### Exercise tasks
1: According to the Wilson's disease abstract below, what was the median age of the patients at diagnosis?
2: For each statement, say whether the Wilson's disease abstract below supports it. Answer yes or no, and quote the deciding words. (a) Nine of the twelve enrolled patients were female. (b) Some patients who continued treatment developed hepatocellular carcinoma. (c) The patient with acute liver failure underwent liver transplantation.
3: Using the Wilson's disease abstract below, explain why the negative correlation between the duration of chelation therapy and the fibrosis-4 index or APRI score at the last visit counts as a favorable result.

### Text excerpt
========

1Department of Internal Medicine, Institute of Gastroenterology Tokyo Women's Medical University Tokyo Japan.
Background and aim: Wilson's disease (WD) is a rare inherited disease that causes systemic copper accumulation. This study examined the long-term course of WD patients with liver disease.
Methods: The 12 patients (9 female patients) enrolled in the study had a median age of 28 years (range: 19-57 years) at their first visit to our hospital. Clinical course and fibrosis markers were assessed in all patients.
Results: The median age at diagnosis was 24 years (range: 5-42 years). One patient had acute liver failure (ALF) and 11 patients had chronic liver disease (CLD, 5 with cirrhosis). The patients were followed-up for >20 years. The patient with ALF underwent liver transplantation; the postoperative course during the subsequent 20 years was good. Of the six patients with CLD, liver cirrhosis developed in four patients with interrupted chelating therapy. Two of the patients with cirrhosis died; one of these two patients died at 21 years after liver transplantation. However, the remaining patients with continued treatment exhibited a favorable clinical course for 30 years and none developed hepatocellular carcinoma (HCC). The duration of chelation therapy was significantly negatively correlated (P < 0.05) with the fibrosis-4 index or aspartate aminotransferase to platelet ratio index (APRI) score at the last visit; lower values were indicative of greater treatment success. Patients with an APRI score ≥1.5 had a significantly worse prognosis (P< 0.05).
Conclusion: Long-term survival of patients with WD was achieved without worsened liver function or carcinogenesis with appropriate treatment. Treatment disruption should be avoided.

========

### Image-grounded pointing data
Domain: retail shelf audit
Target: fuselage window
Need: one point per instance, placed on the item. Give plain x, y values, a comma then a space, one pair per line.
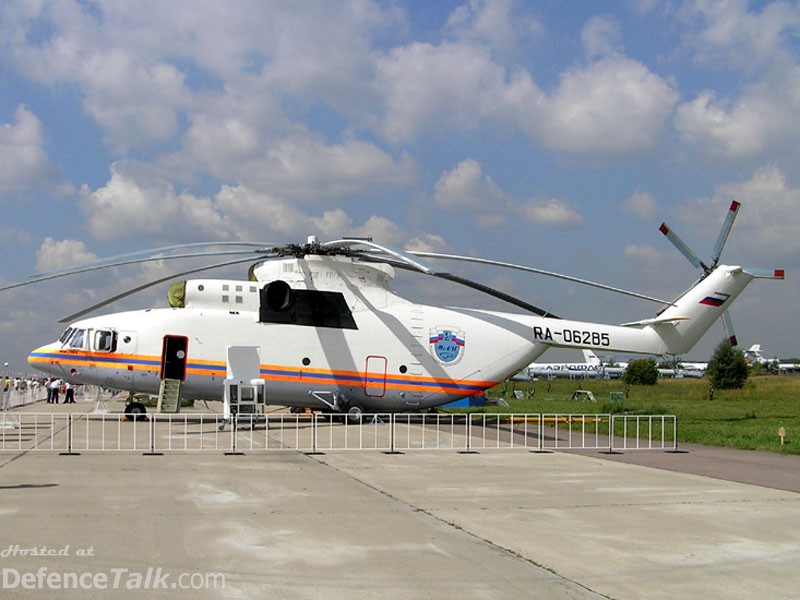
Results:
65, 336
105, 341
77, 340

========

### Answers to the tasks
1: 24 years (range: 5-42 years).

2:
(a) Yes: "The 12 patients (9 female patients)"
(b) No: "the remaining patients with continued treatment exhibited a favorable clinical course for 30 years and none developed hepatocellular carcinoma (HCC)"
(c) Yes: "The patient with ALF underwent liver transplantation"

3: Longer chelation therapy was significantly associated with lower fibrosis-4 index or APRI scores at the last visit. The abstract states that lower values indicate greater treatment success. Longer treatment therefore corresponded with better outcomes.